» **Excerpted passage**:
=======

I had my interview today. I was, strangely, not as nervous as I thought I'd be.
I arrived at the British Council offices, just off Trafalgar Square, right on time at 10am. On arrival I had to go through a set of very bizarre doors. I swiped your security pass, stepped in a cylinder of glass, the door behind slid round behind me. When that was closed the front part of the cylinder slid aside and I could step out.
I went upstairs to find people wandering round. I was given my name badge and pointed in the direction of the tea and coffee. Over coffee I got to chatting with another interviewee. We had half an hour to wait until the day started properly. We chatted for a while, finding out a little more about each other and why we wanted to do the exchange. As we talked around 30 people arrived one by one into the room. Soon there was a loud buzz of conversation.
At 10.30 the day started. We were introduced to members of the panel, amongst them British Council staff, a representative from the US Embassy, members of the exchange committee and alumni of the scheme. We were given a brief outline of the scheme and it's organisation. The speaker then went on to talk about the realities of participating in the exchange. We were given a list of bad reasons to take part in the exchange, such as coming out of a difficult relationship, having pressures at work, wanting to escape something and things that could negatively affect the exchange such as financial hardship. She then went over the agenda for the day.
We were split into groups, one group of primary teachers and two groups of secondary teachers. My group of secondary teachers went upstairs to the boardroom. The view was fantastic. It looked out over the rooftops towards the London Eye and the House of Parliament. There were eight teachers, one of whom had brought her husband, and 3 people on the interview panel - a representative of the British Council, the representative from the US Embassy and someone who took part in the exchange last academic year.

=======

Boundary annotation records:
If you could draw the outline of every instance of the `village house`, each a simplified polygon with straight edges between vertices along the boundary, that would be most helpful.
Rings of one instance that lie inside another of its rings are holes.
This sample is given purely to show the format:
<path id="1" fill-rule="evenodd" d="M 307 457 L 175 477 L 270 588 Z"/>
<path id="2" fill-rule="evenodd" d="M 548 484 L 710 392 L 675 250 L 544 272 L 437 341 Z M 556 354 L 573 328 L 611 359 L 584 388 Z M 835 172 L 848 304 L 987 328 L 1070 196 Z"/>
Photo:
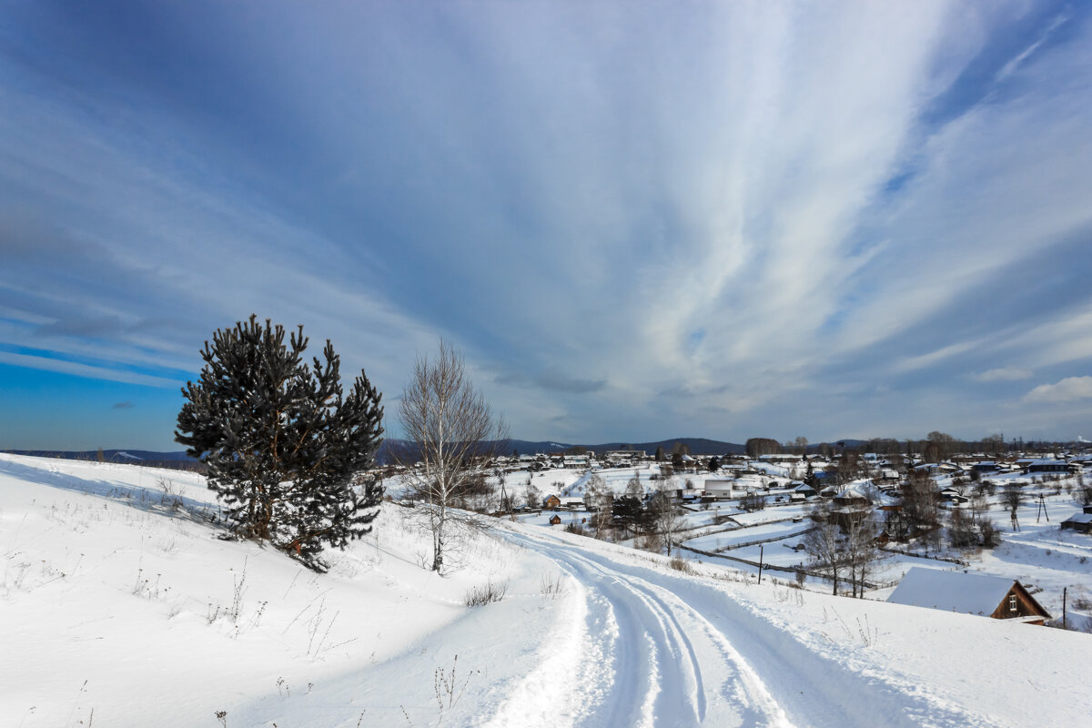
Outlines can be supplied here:
<path id="1" fill-rule="evenodd" d="M 1043 624 L 1051 619 L 1020 582 L 962 571 L 912 566 L 888 601 L 1028 624 Z"/>
<path id="2" fill-rule="evenodd" d="M 1069 463 L 1056 460 L 1028 461 L 1024 473 L 1069 473 Z"/>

=======

» **Direction**: In the interview-day account, what makes the writer call the boardroom view fantastic?

» **Problem solution**: From the boardroom, the view looked out over the rooftops toward the London Eye and the House of Parliament.